#### WORK TO DO
Can you rewrite the rows below, putting "Place a single marker" wherever "Drop one marker" appears and leaving everything else as it is?

* Start GIVEN INFORMATION *

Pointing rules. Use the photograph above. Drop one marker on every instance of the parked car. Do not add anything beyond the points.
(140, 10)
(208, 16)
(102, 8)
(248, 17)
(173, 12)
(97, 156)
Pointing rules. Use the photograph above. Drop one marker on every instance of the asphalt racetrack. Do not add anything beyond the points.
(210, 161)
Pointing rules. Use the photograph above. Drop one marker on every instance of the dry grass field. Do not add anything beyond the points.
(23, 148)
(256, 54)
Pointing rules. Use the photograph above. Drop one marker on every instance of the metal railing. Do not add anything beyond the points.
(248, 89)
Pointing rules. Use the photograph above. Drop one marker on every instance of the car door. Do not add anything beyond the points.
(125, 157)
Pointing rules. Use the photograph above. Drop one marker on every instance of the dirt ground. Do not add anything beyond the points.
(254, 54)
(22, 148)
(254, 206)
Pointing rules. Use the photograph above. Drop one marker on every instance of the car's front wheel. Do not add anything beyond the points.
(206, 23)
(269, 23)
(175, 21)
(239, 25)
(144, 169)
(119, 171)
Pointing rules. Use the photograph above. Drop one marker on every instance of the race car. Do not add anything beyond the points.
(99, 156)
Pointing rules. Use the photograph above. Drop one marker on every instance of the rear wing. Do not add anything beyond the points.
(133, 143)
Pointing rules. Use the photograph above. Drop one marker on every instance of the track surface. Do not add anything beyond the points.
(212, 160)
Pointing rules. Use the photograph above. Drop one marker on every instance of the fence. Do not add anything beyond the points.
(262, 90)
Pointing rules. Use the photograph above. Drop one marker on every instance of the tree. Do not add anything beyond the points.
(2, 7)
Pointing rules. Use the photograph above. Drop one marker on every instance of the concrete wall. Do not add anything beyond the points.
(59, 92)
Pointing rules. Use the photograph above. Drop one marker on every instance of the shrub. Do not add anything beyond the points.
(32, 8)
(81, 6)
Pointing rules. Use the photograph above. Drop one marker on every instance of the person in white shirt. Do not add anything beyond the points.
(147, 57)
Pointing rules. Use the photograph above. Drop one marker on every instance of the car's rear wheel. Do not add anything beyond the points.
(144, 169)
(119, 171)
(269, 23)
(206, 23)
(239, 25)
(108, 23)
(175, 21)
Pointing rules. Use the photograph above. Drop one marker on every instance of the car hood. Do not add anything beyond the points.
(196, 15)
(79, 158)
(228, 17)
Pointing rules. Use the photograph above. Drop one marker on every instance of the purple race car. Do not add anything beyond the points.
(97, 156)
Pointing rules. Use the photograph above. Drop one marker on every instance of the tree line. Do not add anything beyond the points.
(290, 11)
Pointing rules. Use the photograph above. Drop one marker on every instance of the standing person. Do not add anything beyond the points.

* End GIVEN INFORMATION *

#### OUTPUT OF THE EXERCISE
Pointing rules. Use the photograph above. Place a single marker on every instance of the parked car. Do not add anything beyond the points.
(140, 10)
(208, 16)
(102, 8)
(248, 17)
(173, 12)
(97, 156)
Pointing rules. Use the photograph above. Place a single marker on every instance of the asphalt racetrack. Do not add anything beyond the points.
(210, 161)
Pointing rules. Use the photograph above. Place a single marker on every instance of the dry grass field. Do not add anything beyond the points.
(23, 148)
(256, 54)
Pointing rules. Use the photograph above. Place a single marker on every instance of the metal railing. Do not add anything beyond the points.
(248, 89)
Pointing rules. Use the photograph above. Place a single marker on every instance of the car door. Do not add anything beyond the points.
(125, 157)
Pointing rules. Use the photograph above. Place a single marker on every instance of the dirt ground. Do not add anything beyond the points.
(254, 54)
(22, 148)
(254, 206)
Pointing rules. Use the photograph above. Place a single marker on every instance of the car's front wheel. Do not add anything beyond the points.
(206, 23)
(269, 23)
(175, 21)
(239, 25)
(144, 169)
(119, 171)
Pointing rules. Use the photograph above. Place a single marker on every instance of the race car. Do not add anything beyond the points.
(99, 156)
Pointing rules. Use the photograph above. Place a single marker on every instance of the rear wing. Do not add anything beyond the points.
(133, 143)
Pointing rules. Use the photograph above. Place a single marker on every instance of the track surface. Do not add anything beyond the points.
(212, 160)
Pointing rules. Use the photograph above. Place a single marker on every instance of the fence. Do not add anything beyond the points.
(262, 90)
Pointing rules. Use the photograph above. Place a single marker on every instance of the tree. Do not add anything beyond the points.
(2, 7)
Pointing rules. Use the photograph above. Place a single marker on every instance of the concrete wall. Do not add anything beyond the points.
(59, 92)
Pointing rules. Use the photograph above. Place a single marker on every instance of the shrub. Do not add anything beyond the points.
(32, 8)
(81, 6)
Pointing rules. Use the photograph above. Place a single marker on every instance of the person in white shirt. Do not add anything beyond the points.
(147, 57)
Pointing rules. Use the photograph above. Place a single marker on every instance of the car's rear wheel. Do not add anything beyond the points.
(144, 169)
(119, 171)
(269, 23)
(206, 23)
(239, 25)
(108, 23)
(175, 21)
Pointing rules. Use the photograph above. Place a single marker on every instance of the car hood. Do not add anything beyond the points.
(196, 15)
(79, 158)
(228, 17)
Pointing rules. Use the photograph above. Place a single marker on every instance of the purple race car. Do not add anything beyond the points.
(97, 156)
Pointing rules. Use the photograph above. Place a single marker on every instance of the tree line. Do not add anything beyond the points.
(290, 11)
Pointing rules. Use the photograph above. Place a single marker on every instance of the standing person. Do not add anything beyond the points.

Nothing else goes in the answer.